=== TASK INSTRUCTIONS ===
1. Please extract the passage of the health post from "They’re still thinking" up to and including "to start anyway.", word for word.
2. Decide whether each statement below agrees with the health post, giving yes or no and quoting the words from the post that settle it. (a) The team suggests getting the MRI first because it is cheaper. (b) Bastyr gives a 50% discount for the writer's income bracket. (c) Blue and Mark have already met each other.

=== PAGE EXTRACT ===
>>

Doing some traction and some manipulation of that area with the physical medicine  team and some basic at-home stuff to get the swelling down has been helping.  While my index finger on my left hand is still numb, the numbness of the surrounding fingers is gone.

They’re still thinking they’d like to have either or both a spinal x-ray and/or an MRI done.  They don’t see any need for an immediate rush to this, and this team is a bit more understanding per my lack of health coverage than the last, so are suggesting the spinal X-ray first since it’s cheaper, and think that’d be the best place to start anyway.

I have to say, this earnestly is the worst city I have ever lived in when it comes to public health, and given public health in Chicago, that’s seriously saying something.  I’m tremendously lucky that Bastyr both accepts cash payments and offers a really generous discount (50% for my income bracket).  It’s not cheap, but I can manage it. Thankfully I have (over)worked enough in the last year, and often at decent pay, that this actually is one of the few times in my life where something like this hasn’t completely wiped me out.  I can remember so many other times when a health or some other crisis has literally felt like the end of the world, and I had to sit down and figure out which utility to let go, or how to cut a meal out of each day.  I’m so grateful that I’m not in a space like that right now, but having spent so much of my life like that, and at a time of economic decline, it’s just a bit bizarre.  I keep thinking surely there is some shoe about to drop I’m just not seeing but  — knock on wood — I don’t think that there is.

My Dad is really freaked about my not being well.  He’s in this headspace where he’s sure he will outlive everyone: he found out most of his old friends died when Googling the last time he was here, and it really did a number on him.  I’ve explained that no one has even suggested the vaguest idea that this is because of anything terminal: the worst possible diagnosis remains MS, which doesn’t have anything to do with death or dying.  My guess is besides the connection to the friends some of the freakout is about me sharing that I was scared, sharing that I was upset, sharing that I really, really didn’t feel well.

This would be, perhaps, some of what happens when you take up permanent residence with the people closest to you as Ms. Stiff Upper Lip too often, I think.  I really, really need to work on doing less of that, and also less of sharing something big, then taking several steps back or going quiet because I felt exposed in the sharing.  It’s no good for anybody, myself included.  I swear, there are areas in my life in which I feel so enlightened, but others where I feel like the the wild child of Avignon.

* * * * *

Blue is coming back this week, and will be here from Wednesday night through Sunday.  We’re going to be staying at my friend Pam’s in West Seattle, hanging with her a couple nights, then housesitting while she’s away for two more. On Friday, Blue, Mark and I are finally having a dinner that is long overdue: they still have not met due to distance and poor timing every time we try and get it together.  Mind, at this point, it’s not the same sort of dinner we’d have had six months ago, but it’s still important.

It’s a bit nervewracking.  I think we have some good ground rules set, and I’ve made sure there is time for Mark and I to take a walk alone afterwards so we can process anything we need to.

<<

=== EXTRACTED ENTRIES ===

>>

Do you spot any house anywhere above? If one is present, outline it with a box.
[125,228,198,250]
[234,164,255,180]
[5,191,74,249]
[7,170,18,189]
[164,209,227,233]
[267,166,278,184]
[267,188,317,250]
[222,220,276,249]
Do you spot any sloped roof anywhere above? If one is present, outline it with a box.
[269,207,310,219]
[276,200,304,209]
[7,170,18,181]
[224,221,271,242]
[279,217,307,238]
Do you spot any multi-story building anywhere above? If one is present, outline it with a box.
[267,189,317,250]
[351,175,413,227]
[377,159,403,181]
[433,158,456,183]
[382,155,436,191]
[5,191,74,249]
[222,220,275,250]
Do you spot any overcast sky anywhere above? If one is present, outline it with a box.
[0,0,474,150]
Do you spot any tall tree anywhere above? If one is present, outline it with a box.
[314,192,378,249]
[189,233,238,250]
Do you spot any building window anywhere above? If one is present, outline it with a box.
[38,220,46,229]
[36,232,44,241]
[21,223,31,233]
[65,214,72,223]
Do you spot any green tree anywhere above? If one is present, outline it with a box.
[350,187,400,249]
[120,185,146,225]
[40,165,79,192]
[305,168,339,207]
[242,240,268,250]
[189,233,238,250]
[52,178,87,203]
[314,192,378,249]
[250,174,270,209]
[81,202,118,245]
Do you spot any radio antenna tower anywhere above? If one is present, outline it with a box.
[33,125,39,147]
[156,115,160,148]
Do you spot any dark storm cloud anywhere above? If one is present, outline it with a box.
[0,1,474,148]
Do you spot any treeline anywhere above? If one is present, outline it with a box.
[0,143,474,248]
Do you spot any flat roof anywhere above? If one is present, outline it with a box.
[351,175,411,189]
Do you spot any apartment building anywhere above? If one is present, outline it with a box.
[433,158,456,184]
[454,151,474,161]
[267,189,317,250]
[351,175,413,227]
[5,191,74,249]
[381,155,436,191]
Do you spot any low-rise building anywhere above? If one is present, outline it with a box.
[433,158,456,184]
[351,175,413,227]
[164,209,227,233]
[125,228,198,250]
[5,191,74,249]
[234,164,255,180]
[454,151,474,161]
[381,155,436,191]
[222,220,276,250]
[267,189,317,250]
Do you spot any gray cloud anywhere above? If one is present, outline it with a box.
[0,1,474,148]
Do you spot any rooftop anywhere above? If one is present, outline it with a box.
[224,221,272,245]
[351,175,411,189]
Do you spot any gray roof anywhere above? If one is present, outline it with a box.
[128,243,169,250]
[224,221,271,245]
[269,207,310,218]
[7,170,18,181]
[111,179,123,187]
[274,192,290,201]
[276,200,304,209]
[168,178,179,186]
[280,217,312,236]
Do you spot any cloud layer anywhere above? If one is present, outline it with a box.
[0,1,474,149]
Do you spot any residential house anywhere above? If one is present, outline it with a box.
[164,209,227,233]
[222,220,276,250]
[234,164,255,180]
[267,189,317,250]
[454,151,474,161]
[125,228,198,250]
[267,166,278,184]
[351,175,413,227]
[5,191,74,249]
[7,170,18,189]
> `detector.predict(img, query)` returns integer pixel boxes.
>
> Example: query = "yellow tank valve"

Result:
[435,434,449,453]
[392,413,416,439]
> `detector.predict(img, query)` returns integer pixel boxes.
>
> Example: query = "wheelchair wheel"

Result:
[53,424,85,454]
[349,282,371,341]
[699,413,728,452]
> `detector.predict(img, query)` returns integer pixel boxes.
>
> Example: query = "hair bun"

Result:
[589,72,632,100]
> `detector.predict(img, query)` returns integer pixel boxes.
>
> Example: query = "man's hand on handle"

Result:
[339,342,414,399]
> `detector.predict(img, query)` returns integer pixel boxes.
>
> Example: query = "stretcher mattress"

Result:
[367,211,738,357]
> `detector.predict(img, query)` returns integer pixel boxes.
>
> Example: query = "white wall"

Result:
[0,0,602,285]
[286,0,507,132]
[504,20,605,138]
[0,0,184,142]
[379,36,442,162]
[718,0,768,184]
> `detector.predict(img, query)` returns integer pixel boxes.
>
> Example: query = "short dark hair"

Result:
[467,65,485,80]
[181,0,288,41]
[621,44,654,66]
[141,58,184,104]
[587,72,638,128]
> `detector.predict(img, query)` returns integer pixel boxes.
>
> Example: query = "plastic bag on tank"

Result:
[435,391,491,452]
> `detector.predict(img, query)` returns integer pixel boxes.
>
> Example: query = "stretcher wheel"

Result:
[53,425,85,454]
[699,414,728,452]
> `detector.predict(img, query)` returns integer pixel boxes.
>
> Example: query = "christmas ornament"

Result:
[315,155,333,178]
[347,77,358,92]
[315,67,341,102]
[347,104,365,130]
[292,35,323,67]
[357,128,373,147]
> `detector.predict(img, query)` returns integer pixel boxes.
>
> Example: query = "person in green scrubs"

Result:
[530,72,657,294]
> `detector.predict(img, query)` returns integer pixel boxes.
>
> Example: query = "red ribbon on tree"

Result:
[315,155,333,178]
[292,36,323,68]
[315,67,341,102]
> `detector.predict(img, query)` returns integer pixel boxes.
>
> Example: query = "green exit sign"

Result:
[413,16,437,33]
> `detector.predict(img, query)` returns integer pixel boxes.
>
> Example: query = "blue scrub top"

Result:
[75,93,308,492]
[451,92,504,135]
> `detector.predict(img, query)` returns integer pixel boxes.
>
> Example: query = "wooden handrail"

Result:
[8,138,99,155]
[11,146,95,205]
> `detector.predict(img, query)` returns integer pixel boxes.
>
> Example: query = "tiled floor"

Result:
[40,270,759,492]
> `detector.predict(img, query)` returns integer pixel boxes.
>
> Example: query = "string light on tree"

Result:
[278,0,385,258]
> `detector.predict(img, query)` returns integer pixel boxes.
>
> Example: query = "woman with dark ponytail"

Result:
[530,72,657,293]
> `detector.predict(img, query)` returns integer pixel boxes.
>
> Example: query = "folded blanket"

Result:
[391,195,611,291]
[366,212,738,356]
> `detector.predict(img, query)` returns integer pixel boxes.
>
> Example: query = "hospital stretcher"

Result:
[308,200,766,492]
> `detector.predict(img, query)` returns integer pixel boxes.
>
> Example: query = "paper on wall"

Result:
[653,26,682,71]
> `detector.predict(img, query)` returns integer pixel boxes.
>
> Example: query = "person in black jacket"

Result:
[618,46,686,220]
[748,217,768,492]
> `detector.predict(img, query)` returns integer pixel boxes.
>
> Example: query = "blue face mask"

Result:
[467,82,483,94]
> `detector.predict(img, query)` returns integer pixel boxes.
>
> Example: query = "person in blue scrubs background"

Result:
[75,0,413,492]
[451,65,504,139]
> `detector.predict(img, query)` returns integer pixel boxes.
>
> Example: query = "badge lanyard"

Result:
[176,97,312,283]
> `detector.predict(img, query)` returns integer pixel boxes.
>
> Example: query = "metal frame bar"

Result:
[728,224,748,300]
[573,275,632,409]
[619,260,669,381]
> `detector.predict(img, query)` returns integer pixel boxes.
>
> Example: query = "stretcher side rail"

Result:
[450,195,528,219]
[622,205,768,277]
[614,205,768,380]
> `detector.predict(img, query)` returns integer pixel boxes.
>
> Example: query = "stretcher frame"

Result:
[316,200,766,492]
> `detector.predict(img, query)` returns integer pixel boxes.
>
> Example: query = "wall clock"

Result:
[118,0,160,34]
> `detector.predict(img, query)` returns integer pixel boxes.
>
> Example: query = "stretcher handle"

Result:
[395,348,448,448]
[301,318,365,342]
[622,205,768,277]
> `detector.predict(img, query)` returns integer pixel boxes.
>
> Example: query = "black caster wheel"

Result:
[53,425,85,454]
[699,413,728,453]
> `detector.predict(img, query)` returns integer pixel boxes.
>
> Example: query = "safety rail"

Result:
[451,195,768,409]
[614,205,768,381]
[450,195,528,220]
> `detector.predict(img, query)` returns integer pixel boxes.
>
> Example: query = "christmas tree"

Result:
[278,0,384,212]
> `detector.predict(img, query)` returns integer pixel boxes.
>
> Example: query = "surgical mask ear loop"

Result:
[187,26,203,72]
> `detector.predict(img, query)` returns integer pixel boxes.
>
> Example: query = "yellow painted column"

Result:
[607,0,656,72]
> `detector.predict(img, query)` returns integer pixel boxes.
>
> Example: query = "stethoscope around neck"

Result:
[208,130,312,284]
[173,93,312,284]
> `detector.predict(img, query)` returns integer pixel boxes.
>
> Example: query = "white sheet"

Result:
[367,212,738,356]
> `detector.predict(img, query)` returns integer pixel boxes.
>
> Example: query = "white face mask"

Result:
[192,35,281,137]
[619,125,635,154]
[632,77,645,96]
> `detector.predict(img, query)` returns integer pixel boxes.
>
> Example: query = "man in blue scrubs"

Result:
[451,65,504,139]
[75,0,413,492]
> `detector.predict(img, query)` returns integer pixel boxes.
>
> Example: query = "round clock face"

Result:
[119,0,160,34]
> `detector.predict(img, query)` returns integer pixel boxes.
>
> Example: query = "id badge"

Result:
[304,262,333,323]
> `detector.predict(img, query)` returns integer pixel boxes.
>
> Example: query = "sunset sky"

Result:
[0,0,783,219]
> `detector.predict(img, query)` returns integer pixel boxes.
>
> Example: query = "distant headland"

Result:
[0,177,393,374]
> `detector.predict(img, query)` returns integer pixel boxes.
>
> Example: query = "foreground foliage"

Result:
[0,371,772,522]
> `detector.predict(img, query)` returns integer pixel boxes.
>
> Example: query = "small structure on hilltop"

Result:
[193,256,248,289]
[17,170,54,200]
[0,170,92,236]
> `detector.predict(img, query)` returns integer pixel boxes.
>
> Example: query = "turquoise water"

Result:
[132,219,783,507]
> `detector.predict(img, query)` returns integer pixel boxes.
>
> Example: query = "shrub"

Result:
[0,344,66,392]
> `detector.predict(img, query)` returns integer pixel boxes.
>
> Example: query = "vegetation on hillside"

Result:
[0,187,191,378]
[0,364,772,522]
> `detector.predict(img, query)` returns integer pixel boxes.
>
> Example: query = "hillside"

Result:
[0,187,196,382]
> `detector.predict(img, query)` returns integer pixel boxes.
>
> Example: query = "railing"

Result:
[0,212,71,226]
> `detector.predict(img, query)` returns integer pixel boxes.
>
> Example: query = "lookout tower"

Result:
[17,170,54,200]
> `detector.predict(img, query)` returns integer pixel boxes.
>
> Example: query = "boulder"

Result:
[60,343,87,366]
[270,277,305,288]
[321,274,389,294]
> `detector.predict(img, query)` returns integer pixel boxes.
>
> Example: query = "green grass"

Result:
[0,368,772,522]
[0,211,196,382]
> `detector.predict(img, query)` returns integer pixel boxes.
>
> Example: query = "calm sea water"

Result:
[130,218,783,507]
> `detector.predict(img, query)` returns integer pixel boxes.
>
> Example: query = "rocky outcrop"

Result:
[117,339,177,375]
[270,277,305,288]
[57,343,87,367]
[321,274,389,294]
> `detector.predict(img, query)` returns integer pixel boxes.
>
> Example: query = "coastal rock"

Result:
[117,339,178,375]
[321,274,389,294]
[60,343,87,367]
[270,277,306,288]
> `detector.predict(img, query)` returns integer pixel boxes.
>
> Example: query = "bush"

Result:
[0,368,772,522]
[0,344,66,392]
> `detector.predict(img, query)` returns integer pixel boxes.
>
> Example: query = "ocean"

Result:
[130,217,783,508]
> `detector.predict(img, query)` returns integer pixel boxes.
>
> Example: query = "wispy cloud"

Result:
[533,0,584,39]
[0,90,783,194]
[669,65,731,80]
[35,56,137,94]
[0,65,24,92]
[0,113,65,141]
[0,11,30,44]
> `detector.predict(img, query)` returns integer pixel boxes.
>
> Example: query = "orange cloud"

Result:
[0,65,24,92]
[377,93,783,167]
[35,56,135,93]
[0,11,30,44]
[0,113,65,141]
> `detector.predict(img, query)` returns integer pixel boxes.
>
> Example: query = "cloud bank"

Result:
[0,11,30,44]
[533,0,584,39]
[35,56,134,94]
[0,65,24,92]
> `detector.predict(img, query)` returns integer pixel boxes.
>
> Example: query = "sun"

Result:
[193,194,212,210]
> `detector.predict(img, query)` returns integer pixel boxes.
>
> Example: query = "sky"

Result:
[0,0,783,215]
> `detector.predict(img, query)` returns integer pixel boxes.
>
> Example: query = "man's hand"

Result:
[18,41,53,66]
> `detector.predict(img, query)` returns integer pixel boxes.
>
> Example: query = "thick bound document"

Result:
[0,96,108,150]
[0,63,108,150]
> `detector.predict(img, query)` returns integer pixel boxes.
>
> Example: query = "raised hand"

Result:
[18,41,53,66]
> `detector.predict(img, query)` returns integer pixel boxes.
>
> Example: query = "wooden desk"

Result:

<<

=== TASK-BY-TASK RESULTS ===
1.
They’re still thinking they’d like to have either or both a spinal x-ray and/or an MRI done.  They don’t see any need for an immediate rush to this, and this team is a bit more understanding per my lack of health coverage than the last, so are suggesting the spinal X-ray first since it’s cheaper, and think that’d be the best place to start anyway.

2.
(a) No: "are suggesting the spinal X-ray first since it’s cheaper"
(b) Yes: "offers a really generous discount (50% for my income bracket)"
(c) No: "they still have not met due to distance and poor timing every time we try and get it together"